Maioria excluída: a cada 10 moradores em situação de rua em Belo Horizonte, oito são negros

Raul Mariano
rmariano@hojeemdia.com.br
12/06/2017 às 06:00.
Atualizado em 15/11/2021 às 09:02
 (Flávio Tavares)

(Flávio Tavares)

Se as políticas sociais das últimas décadas elevaram a qualidade de vida da população brasileira como um todo, a diferença entre a ascensão de brancos e negros ainda carrega o distanciamento de pelo menos dez anos.

Na Grande BH, a população negra só alcançou em 2010 o Índice de Desenvolvimento Humano Municipal (IDHM) que os brancos já possuíam no ano 2000, de acordo com o Programa das Nações Unidas para o Desenvolvimento (Pnud) no Brasil.

 Flávio Tavares / N/A

Um retrato nítido dessa discrepância pode ser verificado na população de rua de Belo Horizonte, onde os pretos e pardos, que já representavam 79% desse grupo na última contagem oficial feita em 2014, passaram a equivaler a 82% do total, segundo dados da Secretaria Municipal de Políticas Sociais, relativos a março.

Em outras palavras, significa dizer que a cada 10 moradores de rua da capital, oito são negros. 

  

“Vim para a rua porque não consegui emprego e a situação dentro de casa ficou complicada demais. Cheguei até a morar com minha irmã durante um tempo, mas depois nós brigamos por causa de dinheiro e eu saí fora”Artur Abreu, 22 anos

  

  

  

  

 Os levantamentos do Pnud detalham, ainda, que a renda per capita dos negros equivale a menos da metade da renda per capita dos brancos, tanto no contexto de 2000 quanto em 2010. Da mesma forma, a taxa de analfabetismo entre negros é o dobro do mesmo indicador entre brancos.

.....

__TAREFA__.
Responda com base na reportagem:
1. Em que ano a população negra da Grande BH alcançou o IDHM que os brancos já tinham em 2000?
2. Que porcentagem da população de rua de Belo Horizonte os pretos e pardos representavam na contagem oficial de 2014?
3. Como a taxa de analfabetismo entre negros se compara à dos brancos?
As linhas a seguir não têm papel algum neste exercício.

.....

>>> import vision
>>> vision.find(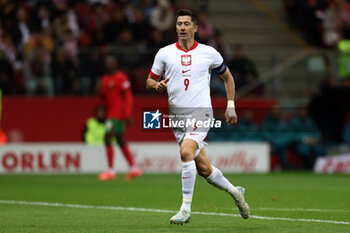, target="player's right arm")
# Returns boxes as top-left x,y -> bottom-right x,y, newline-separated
146,49 -> 169,92
146,74 -> 169,92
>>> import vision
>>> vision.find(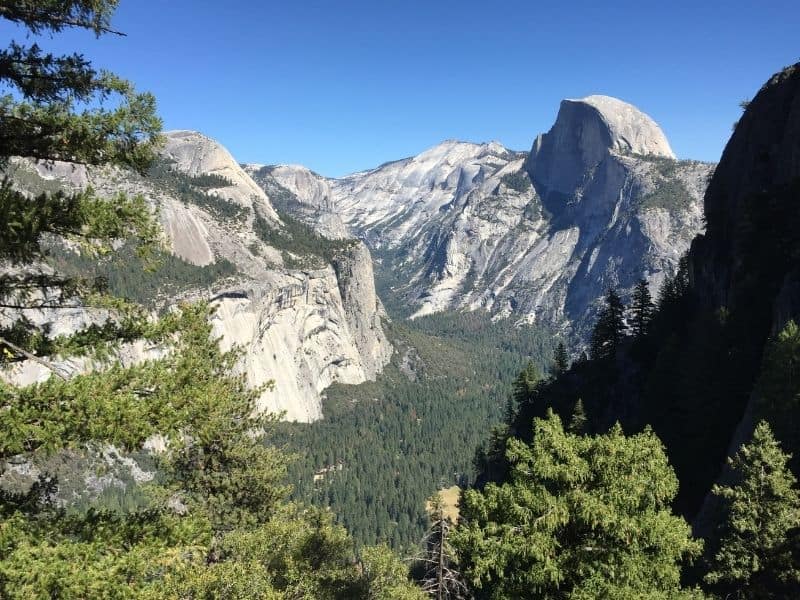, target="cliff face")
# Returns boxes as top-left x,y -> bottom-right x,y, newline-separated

.....

__RESPOSTA__.
1. Em 2010.
2. 79%.
3. É o dobro da taxa entre brancos.